- _AIM_:
In the survey-analysis text below, which country is compared with Germany when testing the measurement equivalence of Schwarz human values?

- _TEXT SECTION_:
________________________________________

Fit the model using lavaan, accounting for possible nonnormality using the MLM estimator:

fit.cfa.ml <- 
    lavaan(
        model.cfa , 
        data = ess4.de.m , 
        estimator = "MLM" , 
        int.ov.free = TRUE ,
        auto.var = TRUE , 
        auto.fix.first = TRUE , 
        auto.cov.lv.x = TRUE
    )

Show some fit measure results, note the “scaling correction” which accounts for nonnormality:

fit.cfa.ml

Fit the two-factor model while taking the survey design into account:

fit.cfa.surv <- 
    lavaan.survey(
        fit.cfa.ml , 
        survey.design = ess4.de.design
    )

Show some fit measure results, “scaling correction” now accounts for both nonnormality and survey design.

fit.cfa.surv

Display parameter estimates and standard errors accounting for survey design:

summary( fit.cfa.surv , standardized = TRUE )

Invariance testing on Schwarz human values while accounting for the survey design.

For more information on this analysis, see: Davidov, E., Schmidt, P., & Schwartz, S. H. (2008). “Bringing values back in: The adequacy of the European Social Survey to measure values in 20 countries”. Public opinion quarterly, 72(3), 420-445.

Test the measurement equivalence of Schwarz human values from round 4 of the ESS, comparing Germany with Spain.

First load the Spanish data so these can be merged:

# load Spain's round four main data file..
ess4.es <- readRDS( file.path( path.expand( "~" ) , "ESS" , "2008/ESS4ES.rds" ) )

# load Spain's round four sample design data file (sddf)..
ess4.es.sddf <- readRDS( file.path( path.expand( "~" ) , "ESS" , "2008/ESS4_ES_SDDF.rds" ) )

Merge these two files together, creating a single table:

ess4.es.m <- merge( ess4.es , ess4.es.sddf)

stopifnot( 
    nrow( ess4.es ) == nrow( ess4.es.m ) & 
    nrow( ess4.es.sddf ) == nrow( ess4.es.m ) 
)

Make sure PSU names are unique between the two countries. Paste on a “de-” to the German PSUs, and by pasting an “es-” to the front of the Spanish PSUs.

ess4.de.m$psu <- paste( "de" , ess4.de.m$psu , sep="-" )
ess4.es.m$psu <- paste( "es" , ess4.es.m$psu , sep="-" )

Stack the two countries into a single table, then construct a survey design:

ess4.m <- rbind( ess4.de.m , ess4.es.m )

ess4.design <- 
    svydesign(
        ids = ~psu,
        strata = ~stratify ,
        probs = ~prob ,
        data = ess4.m
    )

Model based on Schwarz human value theory. Note that this is the basic starting model, not the final model used by Davidov et al. They merge certain values and allow cross-loadings:

free.values.model.syntax <- "

________________________________________

- _RECORDS SHOWN_:

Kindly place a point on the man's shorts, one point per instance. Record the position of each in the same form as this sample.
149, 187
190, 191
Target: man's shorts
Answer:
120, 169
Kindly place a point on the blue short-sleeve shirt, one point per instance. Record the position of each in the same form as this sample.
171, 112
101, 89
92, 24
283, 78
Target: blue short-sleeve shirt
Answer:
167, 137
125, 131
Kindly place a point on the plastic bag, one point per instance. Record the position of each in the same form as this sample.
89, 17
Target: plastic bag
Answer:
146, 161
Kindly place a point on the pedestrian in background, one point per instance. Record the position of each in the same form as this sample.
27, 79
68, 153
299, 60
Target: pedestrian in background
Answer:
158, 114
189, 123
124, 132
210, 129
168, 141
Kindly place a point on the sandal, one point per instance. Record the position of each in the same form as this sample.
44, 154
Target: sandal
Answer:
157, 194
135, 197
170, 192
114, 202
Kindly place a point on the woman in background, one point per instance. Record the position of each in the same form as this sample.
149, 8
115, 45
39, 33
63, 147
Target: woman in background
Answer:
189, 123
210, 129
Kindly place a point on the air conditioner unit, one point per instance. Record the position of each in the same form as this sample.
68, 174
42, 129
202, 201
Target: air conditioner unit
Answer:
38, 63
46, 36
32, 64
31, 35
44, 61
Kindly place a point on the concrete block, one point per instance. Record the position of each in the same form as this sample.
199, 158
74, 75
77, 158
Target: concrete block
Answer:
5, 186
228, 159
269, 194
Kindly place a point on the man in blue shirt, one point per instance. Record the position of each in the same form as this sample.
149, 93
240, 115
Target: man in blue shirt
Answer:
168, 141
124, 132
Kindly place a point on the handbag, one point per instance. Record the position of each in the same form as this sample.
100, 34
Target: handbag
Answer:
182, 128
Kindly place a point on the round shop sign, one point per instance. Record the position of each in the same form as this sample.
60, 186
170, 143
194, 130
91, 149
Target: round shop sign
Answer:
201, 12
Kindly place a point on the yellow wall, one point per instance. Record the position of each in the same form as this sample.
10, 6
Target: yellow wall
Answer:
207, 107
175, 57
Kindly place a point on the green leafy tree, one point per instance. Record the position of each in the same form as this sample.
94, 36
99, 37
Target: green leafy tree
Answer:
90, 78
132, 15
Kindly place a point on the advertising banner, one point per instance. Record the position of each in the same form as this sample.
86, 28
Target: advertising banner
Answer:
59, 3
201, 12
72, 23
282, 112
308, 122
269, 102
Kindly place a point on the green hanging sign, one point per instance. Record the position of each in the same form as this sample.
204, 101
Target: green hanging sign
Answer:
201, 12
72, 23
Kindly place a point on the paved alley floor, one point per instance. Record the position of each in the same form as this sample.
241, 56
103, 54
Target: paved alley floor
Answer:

________________________________________

- _PROBLEM SOLUTION_:
Spain